Content starts

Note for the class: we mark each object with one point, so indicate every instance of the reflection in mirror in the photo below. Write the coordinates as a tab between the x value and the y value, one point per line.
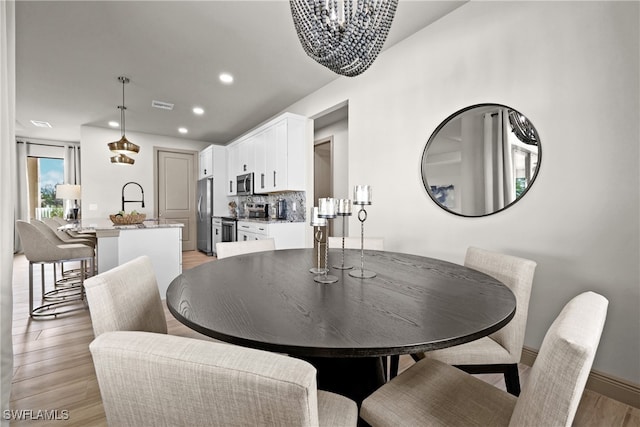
481	160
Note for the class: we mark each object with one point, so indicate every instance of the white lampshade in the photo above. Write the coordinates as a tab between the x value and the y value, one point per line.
68	192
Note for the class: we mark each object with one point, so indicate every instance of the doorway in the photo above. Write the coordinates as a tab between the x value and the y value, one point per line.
176	192
323	176
331	159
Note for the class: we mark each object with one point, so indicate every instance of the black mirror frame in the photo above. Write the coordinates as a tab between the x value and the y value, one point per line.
426	185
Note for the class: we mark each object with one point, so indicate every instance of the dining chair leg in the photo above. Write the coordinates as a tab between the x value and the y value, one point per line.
394	363
512	379
30	288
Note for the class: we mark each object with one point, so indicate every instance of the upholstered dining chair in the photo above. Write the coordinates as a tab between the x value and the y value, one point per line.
227	249
49	227
40	249
499	352
372	243
54	225
433	393
126	298
155	379
72	233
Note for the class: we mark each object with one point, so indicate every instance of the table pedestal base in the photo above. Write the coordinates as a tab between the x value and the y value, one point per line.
353	377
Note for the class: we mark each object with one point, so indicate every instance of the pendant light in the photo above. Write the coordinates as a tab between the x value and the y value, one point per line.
123	147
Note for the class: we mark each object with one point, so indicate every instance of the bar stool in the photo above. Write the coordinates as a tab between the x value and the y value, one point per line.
39	249
63	237
58	237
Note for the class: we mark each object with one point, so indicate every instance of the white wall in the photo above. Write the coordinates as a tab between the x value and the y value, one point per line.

Content ends

ASSIGNMENT – Pictures stay out of the copy, while everything else in the records above goes in exactly as written.

TASK ANSWER –
Note for the class: we mark each object with one point, so indicate every instance of the reflection in mirror in the photo below. Write the coordinates as a tab between the x value and the y value, one point per line.
481	160
Note for the class: we mark each object with one point, so indicate every instance of the white lampshade in the photo above. Write the coordinates as a tab between the x value and the y value, one point per line.
68	192
Note for the class: we mark each object with one point, so indicate every instance of the doorway in the photo above. Write the coordinates as a tab between the x value and the y value, one point per line.
176	192
323	176
331	159
Note for the class: we mark each object with one point, so indicate every instance of the black mirror frame in the photo above. Write the coordinates as a tab between the x value and the y value, one point per line.
426	185
Note for the class: we mark each object with one point, so indicate every instance of the dining chair leg in the photo above. Write the coordinates as a tab between the x value and the y value, one point per line.
394	363
512	379
30	288
Note for the class: we mark each object with one point, so indicate every instance of the upholstered dining chair in the photo above. Write the coordinates as a tab between the x value and the y value, one point per line.
227	249
49	227
40	249
499	352
372	243
54	225
433	393
126	298
155	379
72	233
Note for the class: we mark each object with one point, so indicate every instance of the table pedestal base in the photo above. Write the coordinates as a tab between the x value and the y value, one point per line.
353	377
Note for the class: we mark each object with one point, so indicate every instance of the pendant light in the photo above. Write the coordinates as a tab between the x value and the y value, one point per line.
123	147
Note for the class: we mark each object with one point, so indicate every instance of the bar stool in the photo above. Write the coordinates as a tab between the x value and the y value, one point per line.
39	249
63	237
58	237
Note for the class: we mark each object with one point, so indicate every instance of the white wall in the photo above. Write the coordinates as a tab between the x value and the y value, one point per line.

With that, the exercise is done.